• [Extracted text]:
--------------------------------

In The Matrix, the goal of Neo and his friends is to free humanity from the machines. The antagonist Agent Smith's goal is not only to stop Neo, but to destroy the entire human resistance in the process. Detective Jake Gittes in Chinatown wishes to expose the corrupt conspiracy behind Hollis Mulwray's death so justice may be done. The shadowy antagonist pulling the strings behind the scenes (later revealed to be Noah Cross) wishes not only to prevent Gittes from doing so, but to also carry out his corruption to its furthest extent.
A good protagonist/antagonist relationship creates a dichotomous story situation where the victory of one must mean the failure of the other. It is impossible for both sides to get what they want. The only way the conflict can be resolved, and for the story to reach its end, is by an action that means the complete victory of one side, and the simultaneous defeat of the other.
With this in mind, let's return to our two examples, Cole and Dr. Lecter.
The Silence of the Lambs's protagonist is FBI agent-in-training Clarice Starling (played by Jodie Foster). Clarice's main story goal is “to find and stop serial killer Buffalo Bill before he can claim his next victim.” Clarice's Path of Action in pursuit of this goal takes her to Hannibal Lecter. It is believed that Lecter has knowledge of Bill's identity. But, unlike an antagonist, Lecter does not wish to stop Clarice from achieving her goal. In fact, he is willing to help her- and ultimately does give her enough information to catch him. Much of the confusion over Hannibal Lecter comes from the fact that even though he is willing to help, there is still much conflict between Clarice and Lecter. However, this conflict comes not from a desire to stop Clarice, but to help her on his own terms- to manipulate the situation in order to achieve his own personal goal – to escape prison. Hannibal Lecter is not an antagonist, but merely an obstacle on Clarice Starling's Path of Action to overcome in order to defeat the story's real antagonist Buffalo Bill at the story's climax.
Now compare this to the Story Spine of The Sixth Sense. This film's protagonist is child psychologist Malcolm Crowe (played by Bruce Willis). Malcolm encounters his main story problem when he takes on a new patient, a seemingly disturbed little boy named Cole- a child who shows the same behavior as Malcolm's greatest failure in his long career working with children. Malcolm's goal is “to help Cole by understanding his secret.” Now, no human being with a soul would wish to stop Malcolm from achieving this goal. It would be impossible to find anyone who would not want Malcolm to help a little boy – except the little boy himself. Cole does not WANT to be helped. Cole believes that no one, not even Malcolm can help him. All of the external conflict that Malcolm encounters in the main storyline comes directly from Cole. This is because Cole has a personal goal which is the opposite of Malcolm's, “to hide his secret.” This creates a unity of opposites. Cole is Malcolm's antagonist. And just like any protagonist/antagonist relationship, the story ends with Malcolm “defeating” Cole. Malcolm achieves his main story goal by finally convincing Cole to abandon his own.
Conclusion:
Antagonists are not always “bad guys.” Likewise, protagonists are not always “good guys.” Sometimes both sides of the conflict are “bad.” In some films, both sides are “good.” Getting moral judgments in the way can only confuse the beginning storyteller and create a muddled, weak Spine. The only thing important when it comes to an antagonist is that whenever the protagonist pushes forward, there must be one person who is always there to push back. Great conflict occurs when an unstoppable force meets an immovable object. Whether one considers that object to be morally “good”, or “bad” is immaterial. What is important is the explosion that occurs when they meet.

--------------------------------

• [What you need to do]:
a - In the text on protagonists and antagonists, what personal goal does Hannibal Lecter want to achieve?
b - In the text on protagonists and antagonists, give the passage between "A good protagonist/antagonist" and "defeat of the other.", inclusive, with "dichotomous" changed to "two-sided".
The rows are separate material, unconnected to the text on protagonists and antagonists.

--------------------------------

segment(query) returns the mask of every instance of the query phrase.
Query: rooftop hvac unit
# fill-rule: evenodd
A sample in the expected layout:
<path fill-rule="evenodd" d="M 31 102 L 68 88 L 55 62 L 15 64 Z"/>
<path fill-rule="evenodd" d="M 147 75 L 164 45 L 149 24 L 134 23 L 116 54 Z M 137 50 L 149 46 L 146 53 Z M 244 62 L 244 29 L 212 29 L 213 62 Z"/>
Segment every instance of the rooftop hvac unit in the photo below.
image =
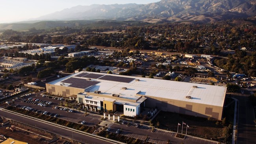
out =
<path fill-rule="evenodd" d="M 98 94 L 100 94 L 100 92 L 101 92 L 100 91 L 96 91 L 96 90 L 95 90 L 95 91 L 94 91 L 94 93 L 98 93 Z"/>
<path fill-rule="evenodd" d="M 186 98 L 189 98 L 189 99 L 192 99 L 191 96 L 186 96 Z"/>
<path fill-rule="evenodd" d="M 112 96 L 115 96 L 116 97 L 119 97 L 120 96 L 119 94 L 113 94 L 112 95 Z"/>

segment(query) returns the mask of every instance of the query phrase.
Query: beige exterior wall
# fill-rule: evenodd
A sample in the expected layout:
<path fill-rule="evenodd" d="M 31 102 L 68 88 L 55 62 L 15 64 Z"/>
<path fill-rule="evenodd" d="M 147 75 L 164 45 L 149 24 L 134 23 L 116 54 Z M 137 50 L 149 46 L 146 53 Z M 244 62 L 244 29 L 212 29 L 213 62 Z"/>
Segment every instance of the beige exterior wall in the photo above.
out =
<path fill-rule="evenodd" d="M 77 95 L 79 93 L 84 92 L 84 89 L 53 85 L 48 83 L 46 85 L 47 92 L 63 97 L 68 97 L 73 95 Z"/>
<path fill-rule="evenodd" d="M 221 120 L 223 107 L 191 102 L 145 96 L 146 107 L 155 107 L 163 111 L 204 118 L 210 117 Z"/>

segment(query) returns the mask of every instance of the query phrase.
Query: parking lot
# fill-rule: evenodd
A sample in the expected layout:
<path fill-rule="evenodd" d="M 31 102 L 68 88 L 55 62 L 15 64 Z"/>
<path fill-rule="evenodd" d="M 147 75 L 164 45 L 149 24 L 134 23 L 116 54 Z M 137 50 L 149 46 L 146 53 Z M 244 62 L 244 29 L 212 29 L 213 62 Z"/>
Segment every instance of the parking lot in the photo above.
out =
<path fill-rule="evenodd" d="M 91 114 L 85 114 L 84 112 L 82 112 L 74 110 L 73 112 L 69 112 L 70 109 L 67 107 L 59 106 L 60 102 L 64 101 L 65 100 L 59 100 L 58 98 L 51 96 L 43 96 L 42 95 L 37 95 L 32 93 L 27 94 L 20 96 L 14 100 L 14 103 L 19 108 L 24 108 L 28 111 L 33 111 L 35 112 L 43 113 L 46 115 L 54 116 L 56 114 L 58 114 L 58 117 L 60 118 L 65 119 L 74 122 L 81 124 L 83 121 L 85 121 L 84 124 L 85 125 L 93 127 L 102 122 L 100 120 L 100 115 Z M 9 101 L 12 103 L 12 100 Z M 42 103 L 39 104 L 40 103 Z M 27 107 L 29 107 L 28 108 Z M 66 108 L 64 110 L 64 108 Z M 107 122 L 104 121 L 103 122 Z M 207 140 L 201 139 L 193 137 L 186 136 L 184 139 L 175 138 L 175 133 L 173 133 L 167 131 L 155 129 L 154 132 L 151 132 L 152 129 L 151 127 L 140 125 L 138 127 L 136 127 L 136 124 L 131 124 L 127 126 L 127 122 L 122 124 L 114 123 L 113 122 L 109 122 L 109 123 L 107 126 L 110 127 L 110 132 L 116 133 L 117 131 L 119 129 L 120 134 L 129 137 L 133 137 L 142 140 L 145 140 L 148 138 L 147 141 L 153 143 L 166 144 L 170 140 L 172 144 L 179 144 L 186 142 L 186 144 L 217 144 L 216 142 L 211 141 Z"/>

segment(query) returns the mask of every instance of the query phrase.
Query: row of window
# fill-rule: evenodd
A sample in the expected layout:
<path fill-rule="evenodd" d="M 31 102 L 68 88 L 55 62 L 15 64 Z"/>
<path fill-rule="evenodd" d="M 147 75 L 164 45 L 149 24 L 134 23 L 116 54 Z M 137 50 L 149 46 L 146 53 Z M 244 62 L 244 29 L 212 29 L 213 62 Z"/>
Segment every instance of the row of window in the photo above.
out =
<path fill-rule="evenodd" d="M 97 102 L 93 102 L 93 101 L 91 101 L 91 100 L 90 100 L 90 101 L 89 101 L 89 100 L 85 100 L 85 102 L 86 102 L 86 103 L 89 103 L 89 101 L 90 101 L 90 103 L 92 103 L 92 104 L 93 104 L 93 102 L 94 102 L 94 104 L 95 104 L 95 105 L 96 105 L 96 104 L 97 104 Z"/>
<path fill-rule="evenodd" d="M 134 112 L 134 109 L 131 109 L 130 111 L 132 111 L 132 112 Z M 125 111 L 127 111 L 127 107 L 126 107 L 126 108 L 125 108 Z M 130 111 L 130 108 L 128 108 L 128 111 Z"/>

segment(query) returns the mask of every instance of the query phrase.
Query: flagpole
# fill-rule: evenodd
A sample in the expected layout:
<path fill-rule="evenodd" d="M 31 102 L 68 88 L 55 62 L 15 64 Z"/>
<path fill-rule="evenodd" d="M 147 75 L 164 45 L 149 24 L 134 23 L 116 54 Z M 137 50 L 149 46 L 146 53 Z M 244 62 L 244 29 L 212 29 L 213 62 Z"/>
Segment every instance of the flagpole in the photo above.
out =
<path fill-rule="evenodd" d="M 182 121 L 182 128 L 181 129 L 181 133 L 182 133 L 183 131 L 183 121 Z"/>
<path fill-rule="evenodd" d="M 187 135 L 187 128 L 186 128 L 186 135 Z"/>
<path fill-rule="evenodd" d="M 178 133 L 179 132 L 179 123 L 178 123 L 178 129 L 177 130 L 177 132 Z"/>

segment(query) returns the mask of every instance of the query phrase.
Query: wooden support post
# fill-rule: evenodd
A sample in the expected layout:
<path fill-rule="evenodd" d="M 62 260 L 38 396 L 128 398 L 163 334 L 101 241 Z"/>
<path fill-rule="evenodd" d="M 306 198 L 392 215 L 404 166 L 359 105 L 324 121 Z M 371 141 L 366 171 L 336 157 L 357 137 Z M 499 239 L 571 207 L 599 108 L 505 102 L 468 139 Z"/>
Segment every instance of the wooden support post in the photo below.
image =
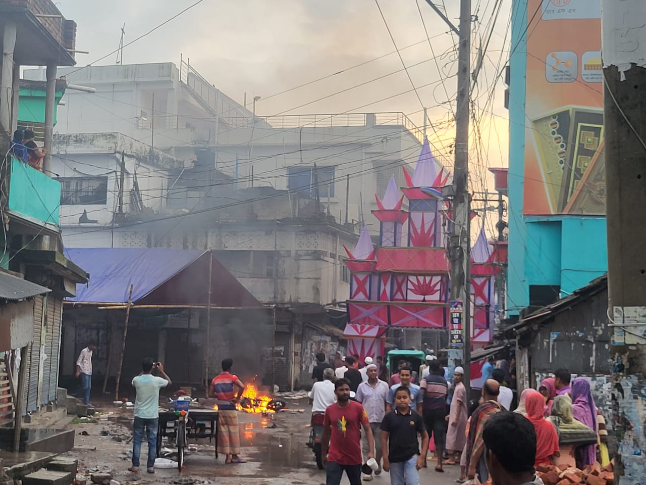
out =
<path fill-rule="evenodd" d="M 23 404 L 25 402 L 25 383 L 27 377 L 27 354 L 29 346 L 20 349 L 20 369 L 18 370 L 18 390 L 14 402 L 14 451 L 20 451 L 20 434 L 23 429 Z"/>
<path fill-rule="evenodd" d="M 119 356 L 119 368 L 117 369 L 117 383 L 114 388 L 114 400 L 119 400 L 119 383 L 121 381 L 121 371 L 123 367 L 123 354 L 125 353 L 125 339 L 128 336 L 128 319 L 130 318 L 130 308 L 132 306 L 132 285 L 130 285 L 128 294 L 128 306 L 125 309 L 125 323 L 123 327 L 123 338 L 121 339 L 121 351 Z"/>
<path fill-rule="evenodd" d="M 253 169 L 252 166 L 251 169 Z M 204 346 L 204 387 L 206 397 L 209 397 L 209 349 L 211 348 L 211 294 L 213 272 L 213 252 L 209 251 L 209 301 L 206 303 L 206 345 Z"/>
<path fill-rule="evenodd" d="M 117 334 L 116 319 L 110 314 L 107 314 L 107 318 L 112 320 L 112 325 L 110 327 L 110 337 L 108 338 L 108 361 L 105 365 L 105 376 L 103 378 L 103 394 L 105 394 L 105 390 L 108 387 L 108 379 L 110 378 L 110 367 L 112 363 L 112 346 L 114 345 L 114 336 Z"/>

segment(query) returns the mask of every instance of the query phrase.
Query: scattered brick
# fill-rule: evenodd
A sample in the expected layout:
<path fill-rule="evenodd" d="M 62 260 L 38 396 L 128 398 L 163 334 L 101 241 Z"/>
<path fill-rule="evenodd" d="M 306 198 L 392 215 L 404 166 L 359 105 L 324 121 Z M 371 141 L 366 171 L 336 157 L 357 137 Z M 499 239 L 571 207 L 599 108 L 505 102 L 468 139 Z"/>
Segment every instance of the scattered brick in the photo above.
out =
<path fill-rule="evenodd" d="M 607 485 L 605 480 L 596 475 L 588 475 L 587 484 L 588 485 Z"/>

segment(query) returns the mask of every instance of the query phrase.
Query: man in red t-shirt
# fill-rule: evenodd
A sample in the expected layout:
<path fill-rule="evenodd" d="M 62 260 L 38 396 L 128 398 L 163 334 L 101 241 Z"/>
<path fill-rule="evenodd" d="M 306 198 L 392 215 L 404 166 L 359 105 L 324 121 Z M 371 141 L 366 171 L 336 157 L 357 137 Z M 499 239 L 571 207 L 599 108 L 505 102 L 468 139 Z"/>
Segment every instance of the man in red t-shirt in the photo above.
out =
<path fill-rule="evenodd" d="M 334 383 L 337 402 L 328 406 L 323 422 L 321 453 L 326 466 L 326 485 L 339 485 L 346 472 L 350 485 L 361 484 L 361 426 L 368 438 L 366 460 L 375 457 L 375 439 L 363 406 L 350 400 L 350 383 Z M 330 439 L 331 438 L 331 439 Z M 328 447 L 329 445 L 329 447 Z"/>

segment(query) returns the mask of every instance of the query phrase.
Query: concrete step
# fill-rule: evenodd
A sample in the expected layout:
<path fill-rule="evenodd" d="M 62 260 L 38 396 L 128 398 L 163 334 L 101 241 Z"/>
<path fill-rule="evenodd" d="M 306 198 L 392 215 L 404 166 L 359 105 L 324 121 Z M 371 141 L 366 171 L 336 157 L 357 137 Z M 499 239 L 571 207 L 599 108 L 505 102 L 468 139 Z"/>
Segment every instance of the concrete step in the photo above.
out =
<path fill-rule="evenodd" d="M 69 471 L 39 470 L 25 477 L 23 485 L 70 485 L 76 476 Z"/>
<path fill-rule="evenodd" d="M 47 469 L 52 471 L 68 471 L 76 475 L 79 468 L 79 460 L 71 458 L 57 457 L 47 464 Z"/>

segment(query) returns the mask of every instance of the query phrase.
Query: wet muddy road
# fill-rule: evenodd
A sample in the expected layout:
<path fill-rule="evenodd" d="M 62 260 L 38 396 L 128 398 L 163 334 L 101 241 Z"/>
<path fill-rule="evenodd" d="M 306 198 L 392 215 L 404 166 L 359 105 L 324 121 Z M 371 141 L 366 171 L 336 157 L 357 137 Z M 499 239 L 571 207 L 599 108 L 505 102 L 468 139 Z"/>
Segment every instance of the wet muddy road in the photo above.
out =
<path fill-rule="evenodd" d="M 189 440 L 191 451 L 185 458 L 185 469 L 180 473 L 175 468 L 156 469 L 149 475 L 142 468 L 138 475 L 127 469 L 130 465 L 132 411 L 120 407 L 99 409 L 96 422 L 72 426 L 76 431 L 75 449 L 67 456 L 78 458 L 81 473 L 110 471 L 122 485 L 200 485 L 216 483 L 231 485 L 324 485 L 325 473 L 319 471 L 314 455 L 306 446 L 309 429 L 309 409 L 300 402 L 291 407 L 304 409 L 304 413 L 280 412 L 269 418 L 240 413 L 241 458 L 247 463 L 226 465 L 224 457 L 215 458 L 214 444 L 208 440 Z M 275 427 L 272 427 L 275 425 Z M 85 435 L 87 433 L 87 435 Z M 167 446 L 169 449 L 172 446 Z M 145 464 L 147 450 L 141 447 Z M 172 459 L 173 456 L 169 458 Z M 430 468 L 421 472 L 421 482 L 437 485 L 455 484 L 459 476 L 456 467 L 446 467 L 446 472 Z M 143 473 L 141 473 L 143 471 Z M 347 484 L 345 480 L 342 483 Z M 366 483 L 371 483 L 366 482 Z M 387 485 L 388 474 L 384 473 L 371 483 Z"/>

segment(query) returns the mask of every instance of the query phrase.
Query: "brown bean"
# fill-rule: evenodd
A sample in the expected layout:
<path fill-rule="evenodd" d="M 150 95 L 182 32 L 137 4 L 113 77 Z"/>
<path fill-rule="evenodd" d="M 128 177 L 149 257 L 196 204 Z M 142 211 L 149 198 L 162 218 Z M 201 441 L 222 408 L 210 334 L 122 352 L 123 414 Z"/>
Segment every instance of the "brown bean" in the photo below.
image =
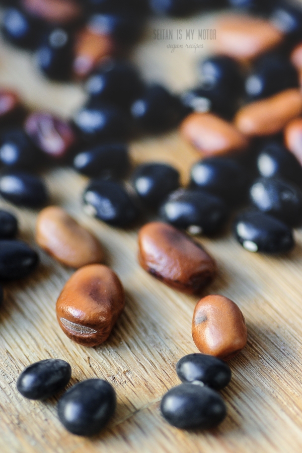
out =
<path fill-rule="evenodd" d="M 284 129 L 285 145 L 302 165 L 302 118 L 290 121 Z"/>
<path fill-rule="evenodd" d="M 269 22 L 252 16 L 225 16 L 215 28 L 215 51 L 235 58 L 255 58 L 276 47 L 283 37 Z"/>
<path fill-rule="evenodd" d="M 57 301 L 57 318 L 67 337 L 94 346 L 107 340 L 124 305 L 116 274 L 102 264 L 91 264 L 77 270 L 65 284 Z"/>
<path fill-rule="evenodd" d="M 8 90 L 0 90 L 0 121 L 10 118 L 20 106 L 19 96 Z"/>
<path fill-rule="evenodd" d="M 237 112 L 235 123 L 247 135 L 269 135 L 280 132 L 301 112 L 302 92 L 291 89 L 243 107 Z"/>
<path fill-rule="evenodd" d="M 302 43 L 296 45 L 292 51 L 290 61 L 296 69 L 302 69 Z"/>
<path fill-rule="evenodd" d="M 211 294 L 198 303 L 192 325 L 194 342 L 200 352 L 224 360 L 246 344 L 248 333 L 243 315 L 228 297 Z"/>
<path fill-rule="evenodd" d="M 58 206 L 48 206 L 39 214 L 36 241 L 51 256 L 71 267 L 100 263 L 104 259 L 97 238 Z"/>
<path fill-rule="evenodd" d="M 198 294 L 216 273 L 216 263 L 198 243 L 171 225 L 152 222 L 138 234 L 142 267 L 172 288 Z"/>
<path fill-rule="evenodd" d="M 30 14 L 59 24 L 75 20 L 82 13 L 74 0 L 21 0 L 21 4 Z"/>
<path fill-rule="evenodd" d="M 76 141 L 71 126 L 50 113 L 32 113 L 26 119 L 24 128 L 40 149 L 56 159 L 65 157 Z"/>
<path fill-rule="evenodd" d="M 182 122 L 180 133 L 208 156 L 227 154 L 246 147 L 244 136 L 233 124 L 211 113 L 191 113 Z"/>
<path fill-rule="evenodd" d="M 111 37 L 97 33 L 87 27 L 81 32 L 76 43 L 73 70 L 83 79 L 106 57 L 112 55 L 114 45 Z"/>

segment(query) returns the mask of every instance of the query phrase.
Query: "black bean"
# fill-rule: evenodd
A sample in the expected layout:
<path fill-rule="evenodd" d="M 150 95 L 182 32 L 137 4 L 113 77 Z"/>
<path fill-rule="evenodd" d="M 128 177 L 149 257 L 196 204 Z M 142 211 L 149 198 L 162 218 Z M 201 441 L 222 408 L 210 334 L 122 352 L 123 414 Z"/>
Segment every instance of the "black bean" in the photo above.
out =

--------------------------------

• [Answers by item]:
a - To escape prison.

b -
A good protagonist/antagonist relationship creates a two-sided story situation where the victory of one must mean the failure of the other. It is impossible for both sides to get what they want. The only way the conflict can be resolved, and for the story to reach its end, is by an action that means the complete victory of one side, and the simultaneous defeat of the other.